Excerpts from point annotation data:
☆ ☆ ☆ ☆ ☆

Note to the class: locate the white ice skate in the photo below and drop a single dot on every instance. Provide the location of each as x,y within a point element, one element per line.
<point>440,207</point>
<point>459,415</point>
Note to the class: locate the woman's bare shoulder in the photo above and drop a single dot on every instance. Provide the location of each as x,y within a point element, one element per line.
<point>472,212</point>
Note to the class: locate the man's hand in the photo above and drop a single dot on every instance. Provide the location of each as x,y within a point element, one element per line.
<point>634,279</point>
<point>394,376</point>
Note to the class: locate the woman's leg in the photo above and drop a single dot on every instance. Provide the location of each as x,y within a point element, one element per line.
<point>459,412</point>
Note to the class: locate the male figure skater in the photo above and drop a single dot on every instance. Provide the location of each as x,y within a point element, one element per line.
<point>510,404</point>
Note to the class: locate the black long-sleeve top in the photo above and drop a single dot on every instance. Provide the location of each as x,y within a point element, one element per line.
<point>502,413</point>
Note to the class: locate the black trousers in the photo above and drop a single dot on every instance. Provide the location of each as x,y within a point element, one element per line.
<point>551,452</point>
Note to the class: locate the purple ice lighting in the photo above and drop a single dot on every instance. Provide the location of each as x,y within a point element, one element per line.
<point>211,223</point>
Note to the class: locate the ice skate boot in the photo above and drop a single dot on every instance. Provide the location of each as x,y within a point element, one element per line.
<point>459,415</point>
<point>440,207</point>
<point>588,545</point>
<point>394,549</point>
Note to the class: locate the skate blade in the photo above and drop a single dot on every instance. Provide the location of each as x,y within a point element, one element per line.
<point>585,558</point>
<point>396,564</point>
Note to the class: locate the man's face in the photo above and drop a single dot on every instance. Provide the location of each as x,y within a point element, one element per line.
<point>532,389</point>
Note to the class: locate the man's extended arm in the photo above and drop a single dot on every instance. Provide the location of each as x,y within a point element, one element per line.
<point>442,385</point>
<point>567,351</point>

☆ ☆ ☆ ☆ ☆

§ **EXERCISE DIRECTIONS**
Format all of the rows above as a numbered list, omitting any blank lines.

§ **SOLVED EXERCISE**
1. Note to the class: locate the white ice skate in the photo below and drop a single dot on every instance. Provide the location of each as x,y within a point element, one element per line.
2. <point>440,207</point>
3. <point>459,415</point>
4. Note to the class: locate the woman's bare shoulder in the photo above and drop a single dot on every instance. Provide the location of each as x,y within a point element, one element per line.
5. <point>472,212</point>
6. Note to the class: locate the man's hand in the photo above and drop a single dot on every instance. Provide the location of each as x,y within a point element, one element per line.
7. <point>634,279</point>
8. <point>394,376</point>
9. Note to the class: locate the woman's leg in the photo above and drop a single dot on every instance. Provide the location of each as x,y within a point element, one element per line.
10. <point>459,412</point>
11. Note to the class: locate the male figure skater in the photo above and drop a single dot on every instance. Provide the location of each as x,y within a point element, one element per line.
12. <point>510,404</point>
13. Note to the class: locate the black long-sleeve top in the photo above and drop a single dot on every instance. Provide the location of each as x,y within a point element, one element per line.
14. <point>502,413</point>
15. Note to the class: locate the black trousers in the photo above and drop a single dot on every instance. Provide the location of each as x,y within a point element, one element per line.
16. <point>551,452</point>
17. Note to the class: locate the purple ice lighting in the photo above and drop a single dot on every instance. Provide the location of each as x,y within a point element, one element per line.
18. <point>211,223</point>
19. Note to the class: locate the ice skate boot in the photo above and drop a single dot on every instance. Provide the location of each as x,y within a point element, one element per line.
20. <point>459,415</point>
21. <point>440,207</point>
22. <point>588,545</point>
23. <point>394,549</point>
24. Note to the class: locate the skate blade in the photo above and drop a single dot on every instance. Provide the location of each as x,y within a point element, one element per line.
25. <point>585,558</point>
26. <point>396,564</point>
27. Note to the class: locate the man's face in the photo above and drop a single dot on every instance. Provide the location of each as x,y within a point element, one element per line.
28. <point>532,389</point>
29. Note to the class: locate the man's extended arm in the photo above and drop a single dot on every instance. Provide the location of each as x,y within a point element, one element per line.
30. <point>442,385</point>
31. <point>567,351</point>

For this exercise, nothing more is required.